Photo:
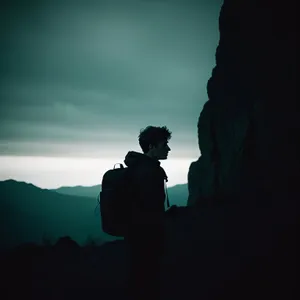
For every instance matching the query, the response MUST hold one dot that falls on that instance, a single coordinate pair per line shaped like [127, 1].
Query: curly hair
[152, 135]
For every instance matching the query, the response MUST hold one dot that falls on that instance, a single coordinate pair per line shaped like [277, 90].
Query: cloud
[94, 74]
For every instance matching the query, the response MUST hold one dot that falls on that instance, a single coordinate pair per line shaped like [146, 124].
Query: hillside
[82, 191]
[178, 194]
[31, 214]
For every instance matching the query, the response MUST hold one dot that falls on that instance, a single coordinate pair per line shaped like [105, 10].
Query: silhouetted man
[146, 229]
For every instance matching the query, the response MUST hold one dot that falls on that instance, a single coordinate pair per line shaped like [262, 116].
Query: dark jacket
[148, 183]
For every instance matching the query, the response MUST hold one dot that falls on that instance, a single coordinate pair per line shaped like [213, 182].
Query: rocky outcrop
[249, 127]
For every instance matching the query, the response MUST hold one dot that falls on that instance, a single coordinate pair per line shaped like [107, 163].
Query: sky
[78, 80]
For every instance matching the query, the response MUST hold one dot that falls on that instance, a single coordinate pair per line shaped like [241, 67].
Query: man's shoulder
[148, 170]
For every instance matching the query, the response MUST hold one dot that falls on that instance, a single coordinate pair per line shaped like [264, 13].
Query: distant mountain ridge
[178, 194]
[79, 190]
[31, 214]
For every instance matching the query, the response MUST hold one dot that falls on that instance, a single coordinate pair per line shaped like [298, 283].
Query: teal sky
[81, 80]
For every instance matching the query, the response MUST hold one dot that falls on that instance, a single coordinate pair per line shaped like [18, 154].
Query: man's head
[154, 141]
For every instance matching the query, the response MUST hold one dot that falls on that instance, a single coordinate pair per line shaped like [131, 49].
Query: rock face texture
[249, 128]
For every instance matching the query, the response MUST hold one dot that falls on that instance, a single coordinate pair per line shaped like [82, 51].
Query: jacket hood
[134, 158]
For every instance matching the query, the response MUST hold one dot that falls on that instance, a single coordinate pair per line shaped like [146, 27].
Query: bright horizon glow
[55, 172]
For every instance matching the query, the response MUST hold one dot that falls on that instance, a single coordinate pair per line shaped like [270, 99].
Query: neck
[151, 156]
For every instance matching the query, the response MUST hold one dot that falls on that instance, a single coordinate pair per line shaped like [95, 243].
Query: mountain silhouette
[178, 194]
[31, 214]
[82, 191]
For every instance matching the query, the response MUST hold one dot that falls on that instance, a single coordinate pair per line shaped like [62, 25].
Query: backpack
[113, 200]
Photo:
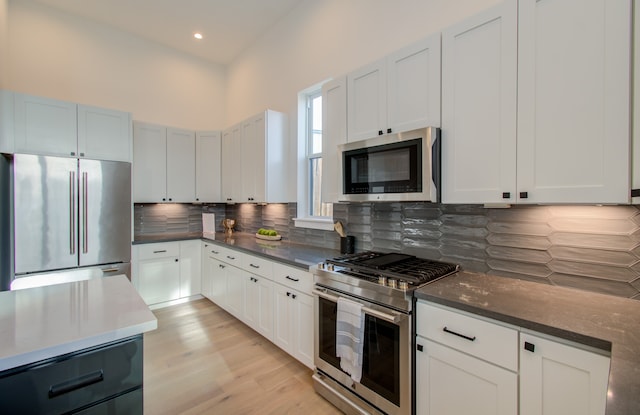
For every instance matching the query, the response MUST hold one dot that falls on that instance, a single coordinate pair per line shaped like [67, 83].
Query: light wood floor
[201, 360]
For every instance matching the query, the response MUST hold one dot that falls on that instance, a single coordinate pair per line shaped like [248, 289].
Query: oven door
[386, 366]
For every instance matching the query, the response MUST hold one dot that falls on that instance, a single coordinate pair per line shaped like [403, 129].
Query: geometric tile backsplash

==*==

▸ **To do**: The preceding entries are to be returned verbatim, with every picture excluded.

▸ **The answer**:
Photo:
For every instance matching the query, the response MUST hold one dot that falls on that instance, a single coordinate pair per line shaped like [127, 1].
Query: curly hair
[152, 135]
For every instance matching the query, the response MUST hold one dot that falls on that instance, a single coordinate pair per line shaped like [277, 90].
Query: cloud
[94, 74]
For every instance matching the query, the response MUST hold one dot that falls on that instance, a single coordinate pair per line shaped like [146, 124].
Query: hillside
[82, 191]
[178, 194]
[31, 214]
For every instance matching the query, the response MUST hold one dot that falls on that instance, a single coordinate pair per line shaped like [105, 10].
Query: silhouetted man
[146, 229]
For every instance matching the query, the response MUST hold one dot that falls on that instance, a single coordinate pair per line shaped like [262, 116].
Query: dark jacket
[148, 183]
For every instance matching the query, the response MUST hold one dot that falls on that instance, a single coordinate pair per line shaped like [213, 182].
Query: rocky outcrop
[249, 127]
For every instance matching the query, the response MUST hold one dot that falls on that instance, a single coordinate pair per line shaped like [107, 163].
Query: sky
[78, 80]
For every instance matching the query, the response MUST hold one dot that falls on that instance, a single coordinate pair per line shaped like [241, 67].
Query: man's shoulder
[148, 170]
For every instance matching the query, the response MUST hold one dot that falls on that instance, a single coordinate pair per line shaped like [264, 13].
Query: distant mountain ridge
[178, 194]
[79, 190]
[31, 214]
For every instance matching the query, the response MUST hold one dot that falls on that instance, a single coordinate pair per line shaped like [298, 283].
Query: teal sky
[81, 80]
For every instance matching the query, the response MUST hold one dot that falls on that instance, a single coordinate pair per line shaped like [18, 154].
Query: man's head
[154, 141]
For every instance matching the query, the response MUST hold one dot that falls on that instance, a single coordinate pair per line shaped like [131, 49].
Query: rock face texture
[249, 128]
For every instance matching the query, the response MUST hold one dot that falls on that instance, a single coordinate pair per line shaped like [82, 51].
Query: jacket hood
[134, 158]
For every instance matching the query, the response MUST hold one dot that falls on that instance, a single coordinate pair per line shaped like [146, 27].
Query: bright horizon glow
[55, 172]
For every instance matching the query, the response MUST hold one dot that falls on that instance, a single coordinate pair per line shaped like [270, 99].
Query: neck
[151, 156]
For every instance matching the query, the response MUST hold one dot that falls on that instance, a single coordinate pair per line shaped like [95, 243].
Query: mountain silhouette
[178, 194]
[31, 214]
[82, 191]
For every instance matching the query, the response MUST hold one dot that falls on that instance, a single coordinate pair per line shaped like [62, 25].
Query: backpack
[113, 200]
Photo:
For every instance matching the query, the response MUST hold one dot that falls on that instance, a single coordinate pair per line shaped like [67, 83].
Query: light wood floor
[201, 360]
For every instance matching the query, the response MUST hold one dot that falls on that instance, a single coordinate pair per line shaped like [248, 289].
Query: oven door
[386, 366]
For every instance matching the query, the response MUST hold one dot that falls on that instance, a single coordinate pair per line shaped like [403, 129].
Query: geometric tile backsplash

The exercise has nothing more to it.